▶ **Task requirements**
Reproduce every row below word for word, leaving out the pictures.

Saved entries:
+ + + + +

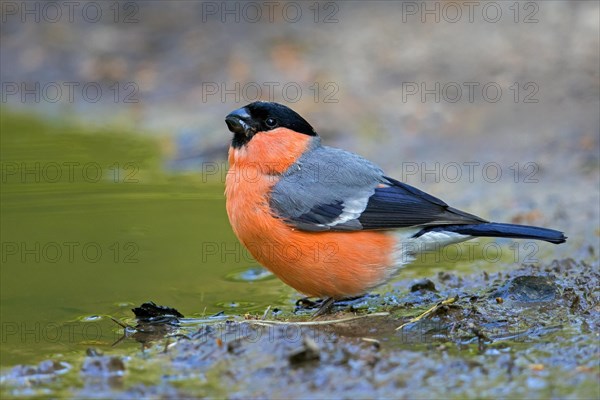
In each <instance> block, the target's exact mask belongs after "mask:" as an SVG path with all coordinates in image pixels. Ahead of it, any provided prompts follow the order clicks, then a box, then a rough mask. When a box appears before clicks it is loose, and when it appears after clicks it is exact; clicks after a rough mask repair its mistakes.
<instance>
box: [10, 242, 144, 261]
mask: <svg viewBox="0 0 600 400" xmlns="http://www.w3.org/2000/svg"><path fill="white" fill-rule="evenodd" d="M1 247H2V263H3V264H4V263H13V264H14V263H23V264H25V263H27V264H30V263H35V264H41V263H49V264H59V263H60V264H75V263H77V264H80V263H85V264H96V263H99V262H109V263H115V264H137V263H139V262H140V259H139V251H140V246H139V244H137V243H136V242H132V241H127V242H118V241H115V242H110V243H99V242H95V241H89V242H81V241H77V240H72V241H60V242H59V241H48V242H41V241H29V242H27V241H3V242H2V246H1Z"/></svg>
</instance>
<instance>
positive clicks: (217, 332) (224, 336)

+ + + + +

▶ **Reply to the task**
In each <instance> block, the target's exact mask belongs after "mask:" as an SVG path with all coordinates in image pixels. Ahead of it, any provided prompts follow the order clicks, then a box, then a rough mask. When a box appears before clicks it is loose, and when it appears after clicks it is exact; clicks after a rough mask repair its mistakes.
<instance>
box: [10, 242, 144, 261]
mask: <svg viewBox="0 0 600 400" xmlns="http://www.w3.org/2000/svg"><path fill="white" fill-rule="evenodd" d="M1 247H2V263H3V264H4V263H13V264H14V263H23V264H25V263H27V264H30V263H35V264H41V263H49V264H59V263H60V264H75V263H77V264H80V263H85V264H96V263H99V262H109V263H115V264H137V263H139V262H140V259H139V251H140V246H139V244H137V243H136V242H132V241H127V242H118V241H115V242H110V243H99V242H95V241H89V242H81V241H77V240H72V241H60V242H59V241H48V242H41V241H29V242H27V241H3V242H2V246H1Z"/></svg>
</instance>
<instance>
positive clicks: (217, 332) (224, 336)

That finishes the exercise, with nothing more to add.